(DATA SUPPLIED Opens)

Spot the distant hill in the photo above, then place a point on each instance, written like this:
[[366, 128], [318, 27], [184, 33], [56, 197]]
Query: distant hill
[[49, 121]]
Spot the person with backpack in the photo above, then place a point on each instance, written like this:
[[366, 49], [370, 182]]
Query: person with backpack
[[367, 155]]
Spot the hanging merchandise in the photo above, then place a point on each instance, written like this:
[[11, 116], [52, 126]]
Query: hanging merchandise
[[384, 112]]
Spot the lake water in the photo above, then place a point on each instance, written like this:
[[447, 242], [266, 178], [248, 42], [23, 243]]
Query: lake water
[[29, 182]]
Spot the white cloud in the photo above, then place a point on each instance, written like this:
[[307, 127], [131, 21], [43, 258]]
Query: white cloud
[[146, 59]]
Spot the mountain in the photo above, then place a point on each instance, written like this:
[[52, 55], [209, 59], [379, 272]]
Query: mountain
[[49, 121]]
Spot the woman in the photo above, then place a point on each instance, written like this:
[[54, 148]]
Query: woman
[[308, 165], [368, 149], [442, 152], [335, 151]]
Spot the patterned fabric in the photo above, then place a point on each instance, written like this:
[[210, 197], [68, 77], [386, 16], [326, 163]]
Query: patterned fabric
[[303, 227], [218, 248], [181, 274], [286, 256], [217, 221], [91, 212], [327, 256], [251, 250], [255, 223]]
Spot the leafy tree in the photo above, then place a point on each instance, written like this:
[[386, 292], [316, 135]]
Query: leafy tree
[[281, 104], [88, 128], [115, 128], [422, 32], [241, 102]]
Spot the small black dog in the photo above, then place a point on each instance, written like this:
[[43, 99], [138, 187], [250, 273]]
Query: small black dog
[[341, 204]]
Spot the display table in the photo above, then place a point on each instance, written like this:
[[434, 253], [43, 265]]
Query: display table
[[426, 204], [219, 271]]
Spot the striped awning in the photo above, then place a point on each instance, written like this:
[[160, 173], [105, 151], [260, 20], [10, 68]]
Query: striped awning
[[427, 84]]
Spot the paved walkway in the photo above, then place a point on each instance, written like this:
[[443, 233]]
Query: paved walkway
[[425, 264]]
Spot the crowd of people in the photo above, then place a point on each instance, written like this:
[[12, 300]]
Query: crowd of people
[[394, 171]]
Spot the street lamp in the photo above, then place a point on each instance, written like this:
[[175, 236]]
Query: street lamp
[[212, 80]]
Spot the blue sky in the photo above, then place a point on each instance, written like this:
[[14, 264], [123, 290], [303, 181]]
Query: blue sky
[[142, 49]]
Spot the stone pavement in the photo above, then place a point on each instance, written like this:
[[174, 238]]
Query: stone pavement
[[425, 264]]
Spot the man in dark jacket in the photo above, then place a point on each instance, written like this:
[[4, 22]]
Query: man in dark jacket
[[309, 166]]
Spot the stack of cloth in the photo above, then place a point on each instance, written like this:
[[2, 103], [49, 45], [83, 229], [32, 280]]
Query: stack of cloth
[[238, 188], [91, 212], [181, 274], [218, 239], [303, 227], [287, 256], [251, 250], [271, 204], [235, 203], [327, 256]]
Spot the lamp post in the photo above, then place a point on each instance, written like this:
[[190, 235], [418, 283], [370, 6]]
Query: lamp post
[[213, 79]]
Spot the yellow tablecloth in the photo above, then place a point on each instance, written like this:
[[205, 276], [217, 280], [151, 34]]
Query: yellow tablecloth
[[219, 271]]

(DATA SUPPLIED Closes)

* **EXERCISE PROMPT**: Give the data again, exactly as written.

* **YOUR SOLUTION**:
Spot the distant hill in the photo above, then place a point on each instance, written like this:
[[366, 128], [318, 27], [184, 33], [56, 197]]
Query: distant hill
[[49, 121]]
Spot the person with backpack in the photo above, then place a point on each instance, written like this:
[[366, 49], [370, 182]]
Query: person with backpack
[[367, 155]]
Spot the hanging merchandise in the photo above, then place a point on each instance, written like this:
[[11, 116], [52, 126]]
Query: hanging merchandise
[[384, 112]]
Spot the lake water in the photo above, then place a point on each instance, written like this:
[[447, 242], [266, 178], [248, 42], [23, 243]]
Query: lake water
[[29, 182]]
Spot the white cloud in the photo above, then place a point on each instance, written like this:
[[307, 127], [131, 21], [43, 258]]
Query: white cloud
[[146, 59]]
Spot the mountain in the photo above, then place a point on each instance, written like this:
[[52, 55], [209, 59], [379, 272]]
Query: mountain
[[49, 121]]
Spot the woman in the photo above, then place a point on each instance, written like this:
[[54, 148]]
Query: woman
[[308, 165], [368, 149], [442, 152], [335, 151]]
Spot the patterned fabric in the photo above, then place a point on each instance, written like this:
[[210, 197], [68, 77], [386, 16], [326, 163]]
Query: patterned fabric
[[303, 227], [218, 248], [181, 274], [286, 256], [217, 221], [91, 212], [327, 256], [251, 250], [255, 223]]
Spot the leafy tree in the photo above, then place a point on each instance, written like this:
[[386, 292], [316, 135]]
Query: leafy tree
[[281, 104], [88, 128], [115, 128], [422, 32], [241, 102]]
Spot the small black dog in the photo above, then place a point on each instance, written like this:
[[43, 99], [138, 187], [250, 273]]
Query: small black dog
[[341, 204]]
Spot the display table in the photo above, then place a point on each instance, written like this:
[[434, 253], [43, 265]]
Query: display table
[[426, 204], [219, 271]]
Spot the striped awning in the photo above, then place a point on each instance, written like this:
[[160, 173], [105, 151], [260, 20], [10, 68]]
Query: striped awning
[[427, 84]]
Spot the paved walkway in the photo above, then place a point on each instance, written like this:
[[443, 233]]
Query: paved walkway
[[425, 264]]
Spot the crowd of people in the photo above, then place a point on each instance, written like this:
[[12, 300]]
Query: crowd of people
[[394, 171]]
Spot the street lamp in the photo above, then place a point on each instance, written like this:
[[175, 236]]
Query: street lamp
[[212, 80]]
Spot the blue sky in the photo above, then place a point on each instance, written like this:
[[14, 264], [123, 290], [303, 181]]
Query: blue sky
[[142, 49]]
Spot the stone pavement in the photo above, then place a point on each instance, written like this:
[[174, 238]]
Query: stone pavement
[[425, 264]]
Spot the man in dark jacket in the photo above, then place a point on each instance, written like this:
[[4, 22]]
Query: man in dark jacket
[[309, 166]]
Spot the stack of cloth in the photo above, then place a point on each instance, written like this:
[[2, 103], [49, 45], [83, 229], [32, 280]]
Query: stack of cloth
[[238, 188], [91, 212], [181, 274], [218, 239], [303, 227], [287, 256], [251, 250], [271, 204], [235, 203], [327, 256]]
Spot the lamp post in the photo above, then place a point on each instance, written like this:
[[190, 235], [418, 283], [370, 6]]
Query: lamp post
[[213, 79]]
Spot the yellow tablecloth in the photo above, then place a point on each instance, written like this:
[[205, 276], [217, 280], [151, 34]]
Query: yellow tablecloth
[[219, 271]]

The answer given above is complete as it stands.